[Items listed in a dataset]
*** Block opens ***
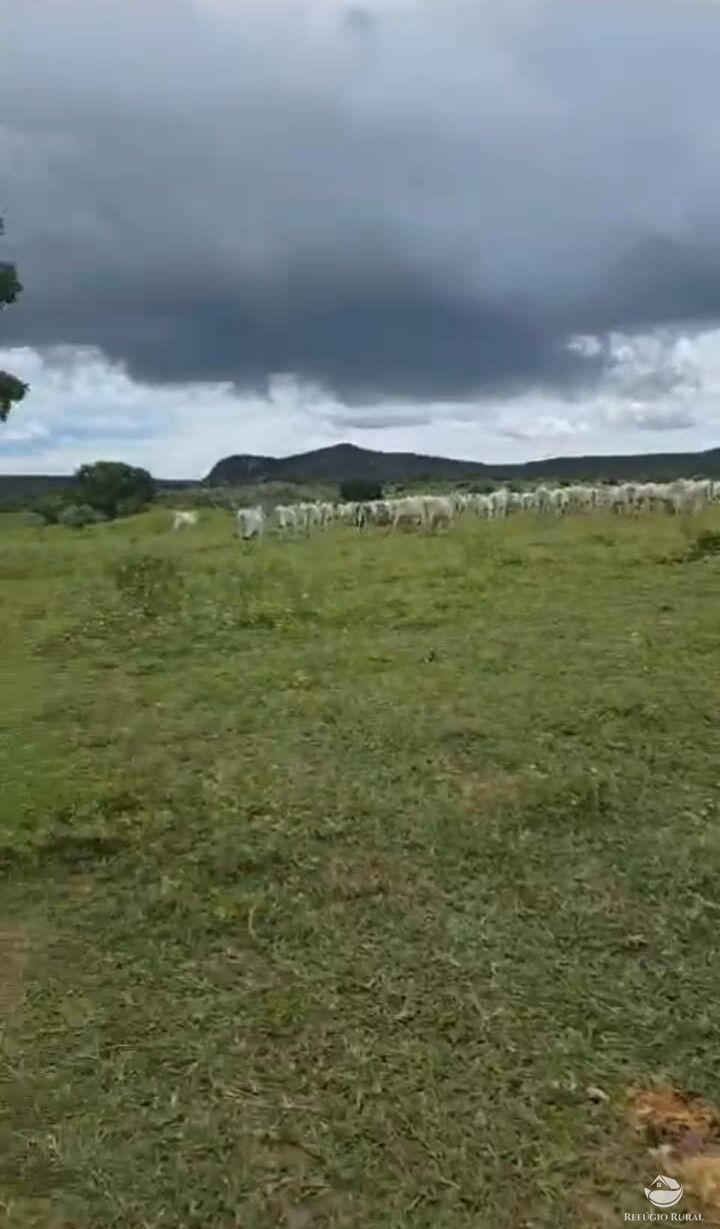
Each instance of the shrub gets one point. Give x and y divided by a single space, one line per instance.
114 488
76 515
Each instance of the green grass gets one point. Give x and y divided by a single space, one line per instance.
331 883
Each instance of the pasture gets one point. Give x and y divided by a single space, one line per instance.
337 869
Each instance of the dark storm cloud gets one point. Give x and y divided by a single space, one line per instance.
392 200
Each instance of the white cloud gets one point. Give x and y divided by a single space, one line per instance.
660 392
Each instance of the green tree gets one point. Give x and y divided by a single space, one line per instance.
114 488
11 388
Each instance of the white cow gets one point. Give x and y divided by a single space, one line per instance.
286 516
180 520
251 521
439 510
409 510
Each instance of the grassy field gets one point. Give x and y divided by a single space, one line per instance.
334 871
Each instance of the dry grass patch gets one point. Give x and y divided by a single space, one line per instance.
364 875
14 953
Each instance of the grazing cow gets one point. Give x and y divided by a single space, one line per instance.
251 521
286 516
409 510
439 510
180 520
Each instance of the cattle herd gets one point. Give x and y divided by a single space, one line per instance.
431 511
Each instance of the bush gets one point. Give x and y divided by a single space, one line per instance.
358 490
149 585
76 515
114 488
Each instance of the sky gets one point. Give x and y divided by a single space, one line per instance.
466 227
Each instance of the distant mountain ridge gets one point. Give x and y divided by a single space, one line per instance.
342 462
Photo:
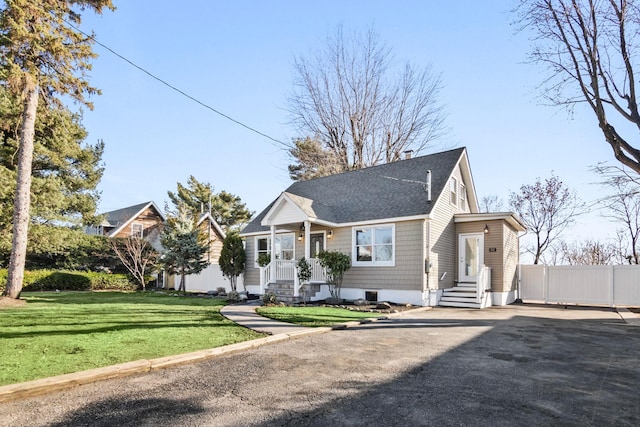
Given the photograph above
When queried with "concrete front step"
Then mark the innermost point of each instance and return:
*** Block closes ***
• EXERCISE AIM:
The entries above should be retyped word for word, with all pictures omitted.

• TASK ANSWER:
Each instance of the shrub gets one point. Give x and y divided by a single space, one line per instance.
114 488
76 515
Each instance of the green grass gets one point. Give x and y divided by a single space, one line per instance.
331 883
Each instance of the pasture gets one point. Give x and y divided by a single space, one line per instance.
337 869
Each instance of the dark storm cloud gets one point. Give x and y divided by a single space, one line per instance.
392 200
Each instance of the white cloud gets one point. Give x and y divided by a single space, one line per instance.
660 392
Each instance of the green tree gets one point. Give x and y divided by a single space, one line per instance.
114 488
11 388
Each instance of the white cow gets one point. Give x and y divided by a single space, one line per instance.
286 516
180 520
251 521
439 510
409 510
Each instance of the grassy field gets one point. Give x and y divided by a single space, one line per instance.
334 871
Each instance of the dry grass patch gets one point. Give x and y divided by a single space, one line per instance.
364 875
14 953
Each instance of the grazing cow gets one point. Give x and y divided by a single space, one line per instance.
251 521
286 516
409 510
439 510
180 520
Each instance of the cattle herd gets one point. Give x and y divided by a single space, one line per instance.
431 511
Each instance of the bush gets one point. Give x and y divided by a single space, one line per instance.
358 490
149 585
76 515
114 488
Each instance of the sky gets one point. Give x and y divided by a single space, one line per instance.
466 227
Each instance of the distant mountain ridge gets one point. Give x and y divided by a single space, one line per instance.
342 462
Photo:
Given the photograph above
When queried with "concrete front step"
Then mark the innermost point of each instance and return:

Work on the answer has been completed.